====== DATASET ENTRIES

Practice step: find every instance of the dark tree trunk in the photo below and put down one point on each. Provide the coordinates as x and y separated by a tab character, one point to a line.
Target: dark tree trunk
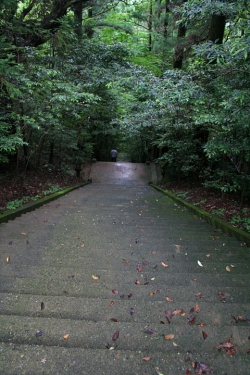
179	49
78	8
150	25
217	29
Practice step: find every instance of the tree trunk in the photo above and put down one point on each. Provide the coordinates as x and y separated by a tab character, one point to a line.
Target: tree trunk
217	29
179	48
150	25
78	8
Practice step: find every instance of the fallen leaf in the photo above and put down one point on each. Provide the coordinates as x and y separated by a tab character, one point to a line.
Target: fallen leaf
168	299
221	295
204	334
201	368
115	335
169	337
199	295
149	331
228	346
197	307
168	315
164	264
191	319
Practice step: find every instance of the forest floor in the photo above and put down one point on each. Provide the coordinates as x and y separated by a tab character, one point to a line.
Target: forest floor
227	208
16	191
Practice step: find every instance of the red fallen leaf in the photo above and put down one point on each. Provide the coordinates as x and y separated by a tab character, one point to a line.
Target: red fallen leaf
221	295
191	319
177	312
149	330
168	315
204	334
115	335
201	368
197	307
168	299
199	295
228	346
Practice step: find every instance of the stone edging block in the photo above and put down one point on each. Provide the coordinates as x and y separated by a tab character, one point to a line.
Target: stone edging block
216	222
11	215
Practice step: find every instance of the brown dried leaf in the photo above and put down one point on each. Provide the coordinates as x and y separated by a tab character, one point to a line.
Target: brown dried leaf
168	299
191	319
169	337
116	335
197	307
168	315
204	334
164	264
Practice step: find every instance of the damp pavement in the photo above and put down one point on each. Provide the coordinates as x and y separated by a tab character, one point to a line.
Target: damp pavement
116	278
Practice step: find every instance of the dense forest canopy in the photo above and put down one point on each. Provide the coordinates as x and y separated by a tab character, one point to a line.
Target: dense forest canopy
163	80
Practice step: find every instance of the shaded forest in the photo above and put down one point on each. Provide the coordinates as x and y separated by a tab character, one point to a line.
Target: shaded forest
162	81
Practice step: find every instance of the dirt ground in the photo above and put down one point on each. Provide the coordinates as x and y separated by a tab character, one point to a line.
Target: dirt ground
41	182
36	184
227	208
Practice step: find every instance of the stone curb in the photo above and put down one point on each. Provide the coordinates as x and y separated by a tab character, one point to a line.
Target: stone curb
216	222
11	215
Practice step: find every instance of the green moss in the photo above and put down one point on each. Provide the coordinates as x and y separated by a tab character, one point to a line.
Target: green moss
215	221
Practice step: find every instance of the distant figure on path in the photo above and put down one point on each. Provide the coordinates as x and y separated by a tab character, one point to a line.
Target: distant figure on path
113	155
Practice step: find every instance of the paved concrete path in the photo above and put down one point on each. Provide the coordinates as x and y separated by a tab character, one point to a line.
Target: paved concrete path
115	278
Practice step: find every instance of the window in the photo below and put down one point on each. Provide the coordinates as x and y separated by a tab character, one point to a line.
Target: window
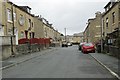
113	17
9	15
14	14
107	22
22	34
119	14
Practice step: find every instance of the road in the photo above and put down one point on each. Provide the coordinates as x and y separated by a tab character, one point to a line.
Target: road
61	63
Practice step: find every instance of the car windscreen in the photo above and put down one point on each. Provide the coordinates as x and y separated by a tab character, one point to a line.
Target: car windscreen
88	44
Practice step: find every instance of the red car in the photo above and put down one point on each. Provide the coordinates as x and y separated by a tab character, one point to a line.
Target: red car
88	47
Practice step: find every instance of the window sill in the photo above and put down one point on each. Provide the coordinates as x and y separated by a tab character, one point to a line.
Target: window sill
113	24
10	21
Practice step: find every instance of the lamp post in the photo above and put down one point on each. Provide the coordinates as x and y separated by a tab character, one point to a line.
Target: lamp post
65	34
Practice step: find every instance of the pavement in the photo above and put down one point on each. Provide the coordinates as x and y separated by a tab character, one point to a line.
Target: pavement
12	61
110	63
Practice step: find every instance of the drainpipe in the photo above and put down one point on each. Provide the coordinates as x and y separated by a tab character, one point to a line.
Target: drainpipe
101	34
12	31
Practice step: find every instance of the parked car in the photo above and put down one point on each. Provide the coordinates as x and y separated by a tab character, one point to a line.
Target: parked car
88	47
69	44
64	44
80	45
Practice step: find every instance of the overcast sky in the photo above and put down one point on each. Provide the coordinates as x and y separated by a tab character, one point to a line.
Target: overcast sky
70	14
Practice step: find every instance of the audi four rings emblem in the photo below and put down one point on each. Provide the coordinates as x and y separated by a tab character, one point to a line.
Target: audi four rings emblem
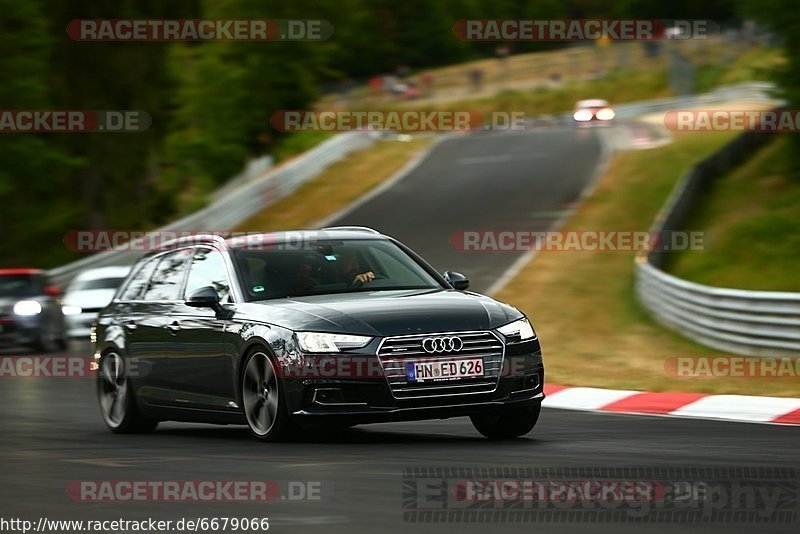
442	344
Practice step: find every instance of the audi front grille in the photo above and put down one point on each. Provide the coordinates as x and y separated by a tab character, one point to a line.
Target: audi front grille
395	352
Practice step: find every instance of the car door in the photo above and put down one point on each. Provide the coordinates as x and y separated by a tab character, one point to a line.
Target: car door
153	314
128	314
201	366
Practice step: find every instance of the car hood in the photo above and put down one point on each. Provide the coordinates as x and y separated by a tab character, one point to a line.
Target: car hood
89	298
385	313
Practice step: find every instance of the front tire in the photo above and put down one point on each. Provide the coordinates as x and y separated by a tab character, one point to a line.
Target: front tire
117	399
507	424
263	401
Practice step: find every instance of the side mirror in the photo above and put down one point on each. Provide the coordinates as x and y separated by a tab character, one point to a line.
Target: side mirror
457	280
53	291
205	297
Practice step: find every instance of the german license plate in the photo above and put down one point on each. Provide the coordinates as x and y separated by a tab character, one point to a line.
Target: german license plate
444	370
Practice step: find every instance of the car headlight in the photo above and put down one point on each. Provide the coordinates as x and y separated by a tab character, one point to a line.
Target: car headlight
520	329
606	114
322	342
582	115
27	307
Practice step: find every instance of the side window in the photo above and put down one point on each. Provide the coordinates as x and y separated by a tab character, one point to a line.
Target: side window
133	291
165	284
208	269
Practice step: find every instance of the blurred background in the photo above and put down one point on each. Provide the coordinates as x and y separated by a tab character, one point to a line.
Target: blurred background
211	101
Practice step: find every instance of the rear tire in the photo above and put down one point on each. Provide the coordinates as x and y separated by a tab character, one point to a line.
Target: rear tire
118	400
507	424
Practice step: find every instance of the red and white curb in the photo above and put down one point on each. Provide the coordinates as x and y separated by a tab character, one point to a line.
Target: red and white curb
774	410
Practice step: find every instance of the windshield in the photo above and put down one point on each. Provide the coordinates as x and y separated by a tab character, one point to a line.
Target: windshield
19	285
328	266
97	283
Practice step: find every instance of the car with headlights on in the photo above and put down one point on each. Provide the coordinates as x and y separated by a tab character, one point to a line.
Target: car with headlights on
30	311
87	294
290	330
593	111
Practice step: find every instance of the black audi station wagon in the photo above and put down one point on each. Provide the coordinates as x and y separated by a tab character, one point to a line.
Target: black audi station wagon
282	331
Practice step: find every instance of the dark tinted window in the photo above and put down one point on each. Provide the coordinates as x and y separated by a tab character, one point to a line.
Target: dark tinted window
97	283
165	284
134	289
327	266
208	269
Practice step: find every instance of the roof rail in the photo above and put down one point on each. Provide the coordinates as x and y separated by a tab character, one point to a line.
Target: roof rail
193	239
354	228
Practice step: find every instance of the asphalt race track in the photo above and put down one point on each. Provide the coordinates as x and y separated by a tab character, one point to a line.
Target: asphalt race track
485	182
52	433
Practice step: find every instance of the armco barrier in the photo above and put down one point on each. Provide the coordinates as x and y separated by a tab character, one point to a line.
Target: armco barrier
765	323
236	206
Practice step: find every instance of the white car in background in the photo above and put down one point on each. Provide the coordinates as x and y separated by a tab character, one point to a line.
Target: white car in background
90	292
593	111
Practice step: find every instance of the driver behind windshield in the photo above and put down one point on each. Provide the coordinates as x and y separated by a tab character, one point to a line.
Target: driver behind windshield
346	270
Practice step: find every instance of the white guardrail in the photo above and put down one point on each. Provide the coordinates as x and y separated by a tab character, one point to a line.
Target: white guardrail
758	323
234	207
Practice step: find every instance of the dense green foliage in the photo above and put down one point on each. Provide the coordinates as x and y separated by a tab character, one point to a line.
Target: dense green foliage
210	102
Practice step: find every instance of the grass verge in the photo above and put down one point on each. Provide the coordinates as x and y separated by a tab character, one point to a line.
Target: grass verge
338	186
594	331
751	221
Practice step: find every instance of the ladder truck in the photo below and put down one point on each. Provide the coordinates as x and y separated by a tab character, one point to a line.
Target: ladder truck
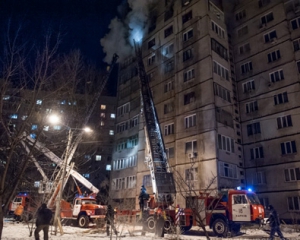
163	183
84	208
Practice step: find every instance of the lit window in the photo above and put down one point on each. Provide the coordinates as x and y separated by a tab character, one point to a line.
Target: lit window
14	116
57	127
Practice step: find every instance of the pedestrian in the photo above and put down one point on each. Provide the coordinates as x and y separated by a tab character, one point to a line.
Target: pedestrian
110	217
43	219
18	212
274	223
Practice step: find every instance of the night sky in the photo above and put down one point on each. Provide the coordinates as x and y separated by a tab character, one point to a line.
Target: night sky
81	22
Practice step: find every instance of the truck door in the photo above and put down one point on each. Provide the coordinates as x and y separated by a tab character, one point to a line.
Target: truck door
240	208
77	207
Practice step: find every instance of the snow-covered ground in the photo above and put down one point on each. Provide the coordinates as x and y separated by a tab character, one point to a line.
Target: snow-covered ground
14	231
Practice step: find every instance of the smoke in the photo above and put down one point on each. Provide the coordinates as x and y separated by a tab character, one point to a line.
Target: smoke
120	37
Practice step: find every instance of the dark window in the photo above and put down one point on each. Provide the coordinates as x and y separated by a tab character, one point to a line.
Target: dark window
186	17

============

WHAT YOU NEED TO DO:
Using the records above, please retype only the run of lines from the line holding "Practice step: find every instance of the snow-covered" through the last line, both ends included.

THE RESPONSE:
Practice step: find every instance of the snow-covered ground in the photo above and put down one point on each. Provide the coordinates as x and y separated by a tab character, one point to a line.
Target: snow-covered ground
14	231
Practice step: find every instance of the smoke in the photo above and put down one point on each. Provide the coordinates as x and y separated by a tab character, one point to a line.
Target: smoke
120	37
Practice step: find every instance of the dark window in the photo above and put down one point on each. Provide the coordinates as x and y separated by a tab character, one point to a line.
Target: dark window
186	17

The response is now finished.